◆ To be done ◆
Render every line of the records below as a Markdown table, skipping blank lines. Put the row number in a column headed Num and the line itself in a column headed Content.

── Data for this exercise

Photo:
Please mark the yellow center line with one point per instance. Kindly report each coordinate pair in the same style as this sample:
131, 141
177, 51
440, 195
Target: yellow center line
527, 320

────

◆ Task output ◆
| Num | Content |
|---|---|
| 1 | Photo: |
| 2 | Please mark the yellow center line with one point per instance. Kindly report each coordinate pair in the same style as this sample: |
| 3 | 131, 141 |
| 4 | 177, 51 |
| 5 | 440, 195 |
| 6 | Target: yellow center line |
| 7 | 527, 320 |